[Start of section]

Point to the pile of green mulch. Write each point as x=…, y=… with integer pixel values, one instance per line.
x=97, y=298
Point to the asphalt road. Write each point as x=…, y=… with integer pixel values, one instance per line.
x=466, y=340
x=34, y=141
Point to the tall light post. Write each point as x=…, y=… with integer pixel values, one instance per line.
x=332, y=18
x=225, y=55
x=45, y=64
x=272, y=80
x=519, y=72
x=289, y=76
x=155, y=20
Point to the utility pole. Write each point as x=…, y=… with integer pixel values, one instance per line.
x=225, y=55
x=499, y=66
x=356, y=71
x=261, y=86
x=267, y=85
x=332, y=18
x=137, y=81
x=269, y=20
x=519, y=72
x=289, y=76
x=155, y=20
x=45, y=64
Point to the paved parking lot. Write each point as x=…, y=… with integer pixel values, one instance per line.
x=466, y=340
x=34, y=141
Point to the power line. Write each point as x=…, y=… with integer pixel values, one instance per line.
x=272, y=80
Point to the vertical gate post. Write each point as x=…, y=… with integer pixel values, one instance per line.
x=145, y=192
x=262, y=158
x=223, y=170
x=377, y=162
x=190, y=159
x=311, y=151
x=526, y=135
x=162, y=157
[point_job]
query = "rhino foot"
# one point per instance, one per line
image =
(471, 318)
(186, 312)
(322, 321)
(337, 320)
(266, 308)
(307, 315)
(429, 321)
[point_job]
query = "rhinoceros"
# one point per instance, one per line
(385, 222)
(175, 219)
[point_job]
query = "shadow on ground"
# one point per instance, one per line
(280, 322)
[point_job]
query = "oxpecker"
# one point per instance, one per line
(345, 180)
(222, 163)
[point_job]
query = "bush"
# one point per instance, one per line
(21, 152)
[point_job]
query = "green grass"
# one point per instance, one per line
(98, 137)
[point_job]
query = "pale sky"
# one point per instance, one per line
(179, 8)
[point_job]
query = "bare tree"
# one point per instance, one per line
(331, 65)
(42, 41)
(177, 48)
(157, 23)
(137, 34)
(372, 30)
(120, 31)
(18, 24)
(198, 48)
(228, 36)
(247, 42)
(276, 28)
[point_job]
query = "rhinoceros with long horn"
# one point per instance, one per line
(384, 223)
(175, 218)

[End of section]

--- WHAT IS BEING ASKED ---
Check every line of the entries for the string "query". Give only the number of lines that hold it.

--- RESULT OF THIS TASK ---
9